[Problem details] The word to look for is "railing". Report every line of the entries below that has it.

[Material supplied]
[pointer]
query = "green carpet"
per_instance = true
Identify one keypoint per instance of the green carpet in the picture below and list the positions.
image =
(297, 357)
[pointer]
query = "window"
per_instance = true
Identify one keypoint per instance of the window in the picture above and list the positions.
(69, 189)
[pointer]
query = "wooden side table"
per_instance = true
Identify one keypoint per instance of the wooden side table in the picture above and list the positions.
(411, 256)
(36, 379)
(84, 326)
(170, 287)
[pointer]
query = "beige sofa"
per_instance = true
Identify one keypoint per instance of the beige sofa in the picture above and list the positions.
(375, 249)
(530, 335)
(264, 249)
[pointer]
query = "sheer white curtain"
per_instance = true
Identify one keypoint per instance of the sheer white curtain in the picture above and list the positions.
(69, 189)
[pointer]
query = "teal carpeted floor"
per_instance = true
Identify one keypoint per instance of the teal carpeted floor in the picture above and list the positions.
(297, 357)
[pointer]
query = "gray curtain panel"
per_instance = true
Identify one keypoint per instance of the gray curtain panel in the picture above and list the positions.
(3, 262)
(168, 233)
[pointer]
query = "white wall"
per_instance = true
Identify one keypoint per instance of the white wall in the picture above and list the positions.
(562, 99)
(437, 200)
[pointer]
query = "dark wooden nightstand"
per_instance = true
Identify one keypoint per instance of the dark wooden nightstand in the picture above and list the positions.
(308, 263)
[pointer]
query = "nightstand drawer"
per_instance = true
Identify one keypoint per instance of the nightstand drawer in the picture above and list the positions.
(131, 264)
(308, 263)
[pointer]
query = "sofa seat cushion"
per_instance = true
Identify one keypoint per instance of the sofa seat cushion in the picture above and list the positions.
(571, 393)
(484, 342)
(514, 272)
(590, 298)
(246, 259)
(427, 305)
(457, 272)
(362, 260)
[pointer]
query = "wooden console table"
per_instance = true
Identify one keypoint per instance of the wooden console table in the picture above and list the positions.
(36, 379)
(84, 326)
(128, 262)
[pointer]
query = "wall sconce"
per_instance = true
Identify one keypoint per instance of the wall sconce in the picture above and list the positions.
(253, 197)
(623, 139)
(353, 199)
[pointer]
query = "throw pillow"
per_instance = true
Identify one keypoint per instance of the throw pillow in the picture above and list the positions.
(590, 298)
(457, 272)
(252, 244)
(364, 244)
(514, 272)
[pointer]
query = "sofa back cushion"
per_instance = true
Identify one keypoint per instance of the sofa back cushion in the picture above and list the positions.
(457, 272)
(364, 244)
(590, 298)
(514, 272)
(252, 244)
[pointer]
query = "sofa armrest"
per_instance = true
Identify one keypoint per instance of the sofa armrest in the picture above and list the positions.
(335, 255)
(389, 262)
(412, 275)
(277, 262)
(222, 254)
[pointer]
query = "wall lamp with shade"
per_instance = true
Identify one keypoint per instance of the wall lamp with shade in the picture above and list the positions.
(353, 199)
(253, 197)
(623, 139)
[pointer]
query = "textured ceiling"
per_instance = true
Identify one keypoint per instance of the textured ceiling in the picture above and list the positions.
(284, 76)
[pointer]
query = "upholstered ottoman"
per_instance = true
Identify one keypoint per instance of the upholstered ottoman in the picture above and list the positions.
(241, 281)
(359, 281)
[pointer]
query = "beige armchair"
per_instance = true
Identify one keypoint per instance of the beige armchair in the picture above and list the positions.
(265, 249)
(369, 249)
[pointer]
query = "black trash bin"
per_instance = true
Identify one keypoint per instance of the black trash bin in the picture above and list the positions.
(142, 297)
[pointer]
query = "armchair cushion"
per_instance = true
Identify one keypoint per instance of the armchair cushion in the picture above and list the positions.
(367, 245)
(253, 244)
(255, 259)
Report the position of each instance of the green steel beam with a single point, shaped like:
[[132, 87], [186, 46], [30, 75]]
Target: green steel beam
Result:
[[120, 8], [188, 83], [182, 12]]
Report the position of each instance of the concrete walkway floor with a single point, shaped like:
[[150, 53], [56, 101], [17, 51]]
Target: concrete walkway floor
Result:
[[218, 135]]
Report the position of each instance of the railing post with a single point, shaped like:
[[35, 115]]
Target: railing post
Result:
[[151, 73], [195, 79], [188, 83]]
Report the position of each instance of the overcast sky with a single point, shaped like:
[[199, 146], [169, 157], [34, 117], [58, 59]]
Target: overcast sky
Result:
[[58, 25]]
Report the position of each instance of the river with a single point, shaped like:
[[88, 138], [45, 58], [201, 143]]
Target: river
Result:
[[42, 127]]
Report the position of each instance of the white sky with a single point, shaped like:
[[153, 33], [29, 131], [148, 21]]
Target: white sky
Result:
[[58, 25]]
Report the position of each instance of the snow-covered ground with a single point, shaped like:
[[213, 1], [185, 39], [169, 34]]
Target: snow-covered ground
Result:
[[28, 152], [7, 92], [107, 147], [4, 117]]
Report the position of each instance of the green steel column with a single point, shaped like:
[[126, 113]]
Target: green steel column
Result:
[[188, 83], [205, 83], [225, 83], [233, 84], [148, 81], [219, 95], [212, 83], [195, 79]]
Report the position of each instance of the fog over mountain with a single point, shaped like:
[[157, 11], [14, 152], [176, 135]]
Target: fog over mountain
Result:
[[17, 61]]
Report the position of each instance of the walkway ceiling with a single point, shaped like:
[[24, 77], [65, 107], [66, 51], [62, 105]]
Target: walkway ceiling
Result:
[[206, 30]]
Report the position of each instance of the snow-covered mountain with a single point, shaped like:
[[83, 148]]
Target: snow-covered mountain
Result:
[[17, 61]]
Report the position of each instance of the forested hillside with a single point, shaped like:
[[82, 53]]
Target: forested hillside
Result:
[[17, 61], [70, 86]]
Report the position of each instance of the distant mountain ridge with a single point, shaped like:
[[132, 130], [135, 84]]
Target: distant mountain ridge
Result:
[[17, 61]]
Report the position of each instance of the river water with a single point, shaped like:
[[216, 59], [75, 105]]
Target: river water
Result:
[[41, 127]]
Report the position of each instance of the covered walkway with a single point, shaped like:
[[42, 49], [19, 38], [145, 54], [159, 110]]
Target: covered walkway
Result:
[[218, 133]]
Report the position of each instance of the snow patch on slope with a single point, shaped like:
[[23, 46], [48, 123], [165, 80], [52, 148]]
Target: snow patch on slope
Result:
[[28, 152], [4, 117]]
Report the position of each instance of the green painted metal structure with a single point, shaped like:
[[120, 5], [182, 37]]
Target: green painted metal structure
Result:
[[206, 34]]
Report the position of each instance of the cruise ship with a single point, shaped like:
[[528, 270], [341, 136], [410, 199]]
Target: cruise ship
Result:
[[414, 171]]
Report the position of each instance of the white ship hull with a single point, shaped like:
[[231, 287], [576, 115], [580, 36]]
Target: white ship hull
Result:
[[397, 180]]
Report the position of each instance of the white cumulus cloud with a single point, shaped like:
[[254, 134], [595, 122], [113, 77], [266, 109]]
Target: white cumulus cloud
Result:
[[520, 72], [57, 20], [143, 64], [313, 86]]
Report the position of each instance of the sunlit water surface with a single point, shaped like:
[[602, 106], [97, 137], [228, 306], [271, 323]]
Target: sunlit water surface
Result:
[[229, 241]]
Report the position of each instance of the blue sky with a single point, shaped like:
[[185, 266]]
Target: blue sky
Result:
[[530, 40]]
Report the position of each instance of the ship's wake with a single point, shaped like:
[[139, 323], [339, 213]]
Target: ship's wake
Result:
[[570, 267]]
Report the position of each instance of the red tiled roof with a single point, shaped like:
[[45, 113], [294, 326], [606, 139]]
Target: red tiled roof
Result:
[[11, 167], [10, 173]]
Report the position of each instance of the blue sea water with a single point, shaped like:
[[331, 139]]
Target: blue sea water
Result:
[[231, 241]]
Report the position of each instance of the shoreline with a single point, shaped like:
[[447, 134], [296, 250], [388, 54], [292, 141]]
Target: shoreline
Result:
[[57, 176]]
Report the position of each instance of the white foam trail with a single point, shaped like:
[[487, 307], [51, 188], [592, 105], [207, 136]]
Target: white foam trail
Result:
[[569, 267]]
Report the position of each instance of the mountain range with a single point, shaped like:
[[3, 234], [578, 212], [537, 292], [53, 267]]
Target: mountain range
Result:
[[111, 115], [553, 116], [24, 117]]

[Output]
Report the position of each instance of the railing post with a single point, shaped like:
Target: railing post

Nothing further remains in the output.